Work instruction 1:
Reproduce, word for word, the stretch of the thread about GPT-4o consistency from "I would appreciate" through "to improve accuracy.".
Work instruction 2:
Give the heading of each numbered condition in the context list of the thread about GPT-4o consistency.

Is gpt-4o consistency affected over time?

Hello,

I’ve encountered a recurring issue with GPT in Azure OpenAI. The behavior of the model seems to change from week to week, even though I’m using the same model (gpt-4o-2024-08-06) under identical conditions.

Here’s the context:

  1. Consistent Prompts: The prompts I use haven’t changed.
  2. Stable Environment: Python package versions remain the same.
  3. Model Temperature: Set to 0 for deterministic outputs.
  4. Tested Prompts: I’ve tested these prompts with multiple shot configurations in the past, and they provided consistent results.

However, week by week, the model responds differently to the same inputs. This behavior impacts my use case for routing or generating responses, forcing me to tweak prompts regularly because certain cases no longer produce the expected results.

Is it normal for the model to exhibit such variability? Are there any updates or changes being made to the model behind the scenes that might affect this?

I would appreciate any insights or clarification on this matter.

Thank you!

1 Like

Hello we are facing the same issue. Have you ever found out what might be the problem?

Adjusting temperature or top_p to 0 doesn’t necessarily guarantee persistent behavior or consistent outputs. And any LLM will have some rate of inaccuracy. It’s unlikely the model’s behavior has actually been altered. You may consider adjusting your prompt or using a fine-tuned model to improve accuracy.

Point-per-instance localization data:
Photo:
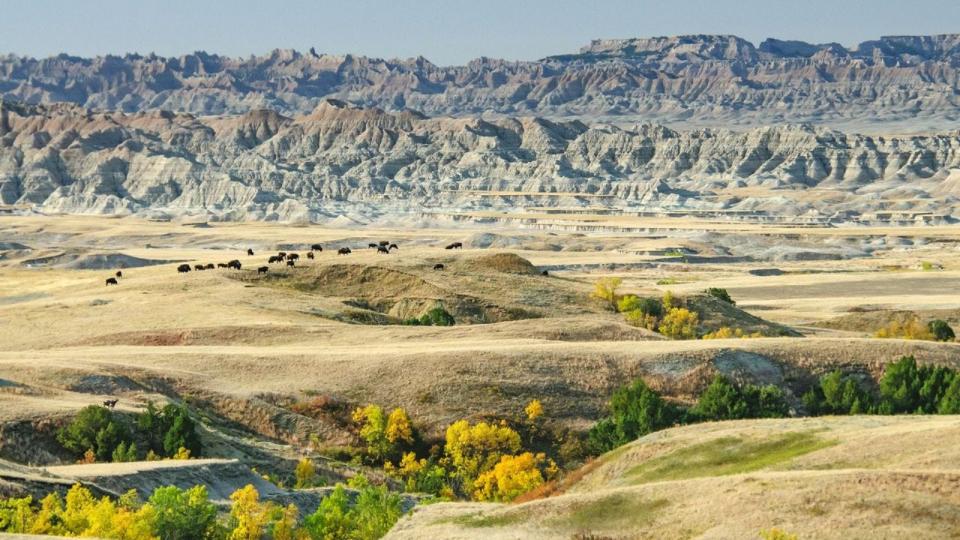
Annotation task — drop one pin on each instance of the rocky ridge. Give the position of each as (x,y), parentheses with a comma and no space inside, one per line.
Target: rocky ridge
(343,163)
(906,83)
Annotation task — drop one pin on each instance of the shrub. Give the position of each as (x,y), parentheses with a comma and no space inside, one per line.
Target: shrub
(940,330)
(912,329)
(513,476)
(95,429)
(723,400)
(679,323)
(635,410)
(305,474)
(437,317)
(605,289)
(720,294)
(474,450)
(183,514)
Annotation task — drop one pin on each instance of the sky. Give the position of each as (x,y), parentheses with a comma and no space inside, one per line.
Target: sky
(446,32)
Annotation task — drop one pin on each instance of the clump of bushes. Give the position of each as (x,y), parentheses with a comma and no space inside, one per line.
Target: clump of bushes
(636,410)
(100,434)
(435,317)
(175,514)
(720,294)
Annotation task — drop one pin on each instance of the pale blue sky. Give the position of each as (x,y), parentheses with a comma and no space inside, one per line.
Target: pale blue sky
(446,32)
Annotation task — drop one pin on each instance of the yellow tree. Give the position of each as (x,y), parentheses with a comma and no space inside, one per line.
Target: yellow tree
(605,289)
(475,449)
(248,515)
(512,476)
(679,323)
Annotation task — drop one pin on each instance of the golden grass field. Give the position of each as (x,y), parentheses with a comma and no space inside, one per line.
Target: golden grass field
(239,344)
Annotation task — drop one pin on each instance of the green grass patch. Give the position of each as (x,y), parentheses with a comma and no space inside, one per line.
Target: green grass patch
(617,511)
(728,455)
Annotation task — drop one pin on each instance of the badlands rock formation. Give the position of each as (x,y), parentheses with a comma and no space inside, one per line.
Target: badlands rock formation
(340,160)
(907,83)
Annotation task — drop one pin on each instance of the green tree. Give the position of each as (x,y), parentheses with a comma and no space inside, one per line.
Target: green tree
(720,294)
(183,514)
(94,428)
(941,330)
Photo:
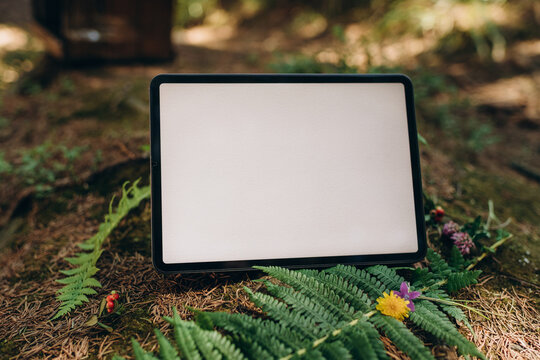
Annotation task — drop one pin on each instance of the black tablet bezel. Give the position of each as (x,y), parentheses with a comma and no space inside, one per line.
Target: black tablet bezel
(155,157)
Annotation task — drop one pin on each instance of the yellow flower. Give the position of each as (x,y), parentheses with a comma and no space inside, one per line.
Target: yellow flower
(394,306)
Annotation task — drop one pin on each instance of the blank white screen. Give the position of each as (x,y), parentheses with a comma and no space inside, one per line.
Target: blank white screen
(267,171)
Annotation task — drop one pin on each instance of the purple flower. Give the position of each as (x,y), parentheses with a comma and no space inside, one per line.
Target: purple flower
(406,295)
(450,228)
(463,242)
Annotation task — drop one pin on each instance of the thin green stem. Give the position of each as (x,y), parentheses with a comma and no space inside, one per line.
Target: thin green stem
(486,253)
(450,302)
(334,333)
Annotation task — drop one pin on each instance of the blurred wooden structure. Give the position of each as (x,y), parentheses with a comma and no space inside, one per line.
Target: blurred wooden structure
(88,30)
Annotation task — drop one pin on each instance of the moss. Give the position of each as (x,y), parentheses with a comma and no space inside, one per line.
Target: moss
(133,234)
(8,349)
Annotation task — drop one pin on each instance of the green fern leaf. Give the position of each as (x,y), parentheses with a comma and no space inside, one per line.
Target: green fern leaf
(360,278)
(457,281)
(402,337)
(326,318)
(224,346)
(279,311)
(364,342)
(183,338)
(457,314)
(349,292)
(79,281)
(204,344)
(335,351)
(274,337)
(428,317)
(387,276)
(317,291)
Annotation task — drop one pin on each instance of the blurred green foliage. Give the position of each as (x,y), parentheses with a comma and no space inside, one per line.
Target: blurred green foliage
(42,165)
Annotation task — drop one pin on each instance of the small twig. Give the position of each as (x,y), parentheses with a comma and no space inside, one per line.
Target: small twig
(485,253)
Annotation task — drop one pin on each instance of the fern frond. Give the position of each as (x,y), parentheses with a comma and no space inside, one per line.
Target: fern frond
(183,338)
(457,281)
(326,318)
(274,337)
(364,342)
(428,317)
(387,276)
(335,351)
(402,337)
(318,292)
(360,278)
(349,292)
(458,315)
(79,281)
(280,312)
(313,315)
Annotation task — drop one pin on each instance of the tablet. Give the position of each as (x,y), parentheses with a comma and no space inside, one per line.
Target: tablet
(287,170)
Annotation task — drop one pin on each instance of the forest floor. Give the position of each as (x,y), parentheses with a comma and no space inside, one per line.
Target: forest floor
(100,114)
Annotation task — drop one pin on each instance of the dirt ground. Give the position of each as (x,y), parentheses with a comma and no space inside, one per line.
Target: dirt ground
(104,110)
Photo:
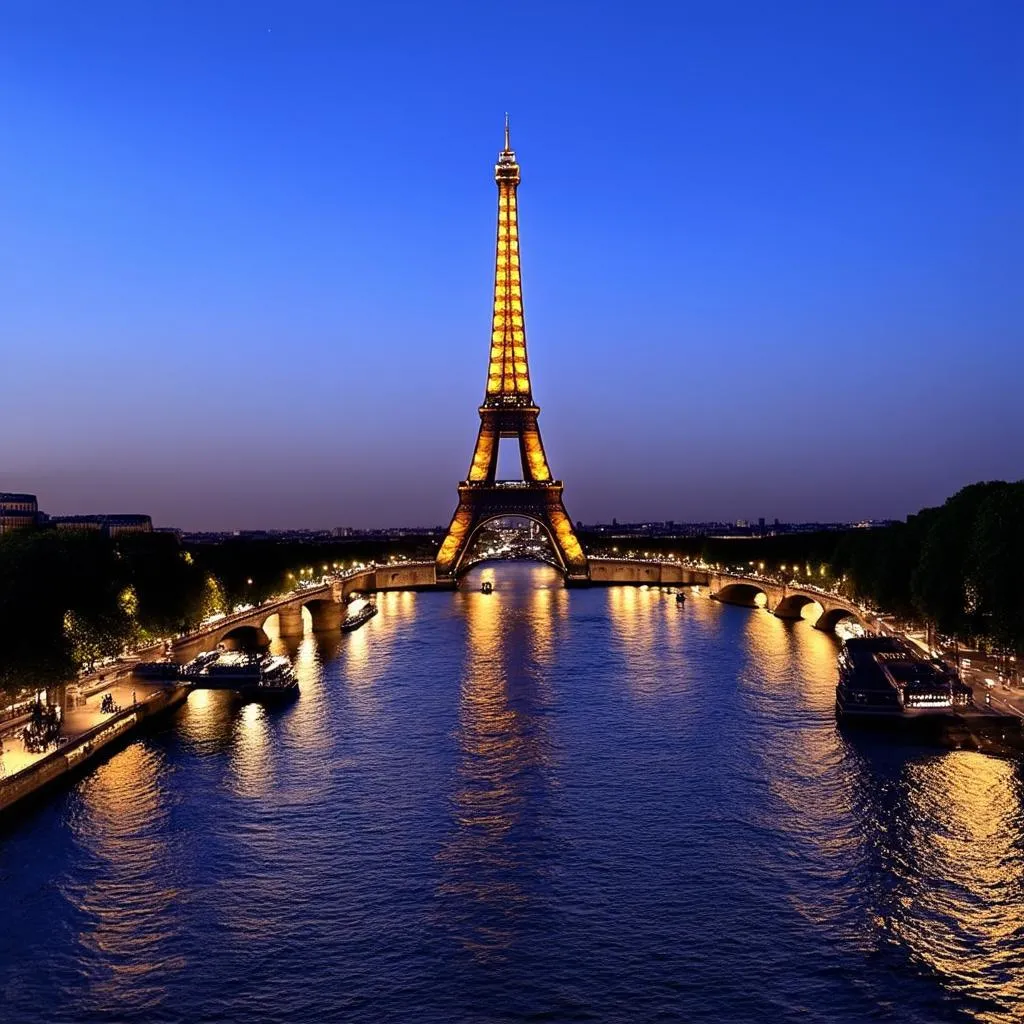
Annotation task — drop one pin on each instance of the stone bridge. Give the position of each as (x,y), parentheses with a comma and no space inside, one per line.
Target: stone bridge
(327,604)
(785,600)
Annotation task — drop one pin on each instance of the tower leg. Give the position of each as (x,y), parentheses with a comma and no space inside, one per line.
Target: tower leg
(542,503)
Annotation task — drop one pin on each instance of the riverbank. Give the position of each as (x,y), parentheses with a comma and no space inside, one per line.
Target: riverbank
(87,732)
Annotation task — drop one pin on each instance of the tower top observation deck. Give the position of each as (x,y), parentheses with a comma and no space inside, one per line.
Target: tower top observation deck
(508,371)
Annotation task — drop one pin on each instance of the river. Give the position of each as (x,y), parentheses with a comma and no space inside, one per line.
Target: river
(539,804)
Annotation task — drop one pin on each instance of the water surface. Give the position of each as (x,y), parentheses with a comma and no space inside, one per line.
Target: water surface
(538,804)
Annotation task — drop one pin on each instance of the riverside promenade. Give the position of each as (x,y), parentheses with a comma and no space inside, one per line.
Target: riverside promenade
(86,730)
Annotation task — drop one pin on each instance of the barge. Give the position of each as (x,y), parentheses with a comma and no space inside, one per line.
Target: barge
(363,614)
(886,683)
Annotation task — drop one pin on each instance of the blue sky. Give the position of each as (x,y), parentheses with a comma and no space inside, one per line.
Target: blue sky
(772,254)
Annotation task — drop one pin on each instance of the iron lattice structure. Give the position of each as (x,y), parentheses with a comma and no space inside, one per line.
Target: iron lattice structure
(509,411)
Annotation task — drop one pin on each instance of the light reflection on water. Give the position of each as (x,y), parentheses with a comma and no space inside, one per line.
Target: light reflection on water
(593,804)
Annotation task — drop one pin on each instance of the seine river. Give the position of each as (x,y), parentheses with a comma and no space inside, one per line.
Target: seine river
(538,805)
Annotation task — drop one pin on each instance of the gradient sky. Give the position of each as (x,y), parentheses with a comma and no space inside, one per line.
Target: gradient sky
(772,254)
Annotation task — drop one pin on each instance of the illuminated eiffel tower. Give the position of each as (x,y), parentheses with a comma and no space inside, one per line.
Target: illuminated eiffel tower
(509,411)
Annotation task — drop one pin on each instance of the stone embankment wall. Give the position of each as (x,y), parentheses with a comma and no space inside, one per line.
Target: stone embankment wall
(85,748)
(625,570)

Task output 1:
I would appreciate any insights or clarification on this matter.

Thank you!

1 Like

Hello we are facing the same issue. Have you ever found out what might be the problem?

Adjusting temperature or top_p to 0 doesn’t necessarily guarantee persistent behavior or consistent outputs. And any LLM will have some rate of inaccuracy. It’s unlikely the model’s behavior has actually been altered. You may consider adjusting your prompt or using a fine-tuned model to improve accuracy.

Task output 2:
Consistent Prompts
Stable Environment
Model Temperature
Tested Prompts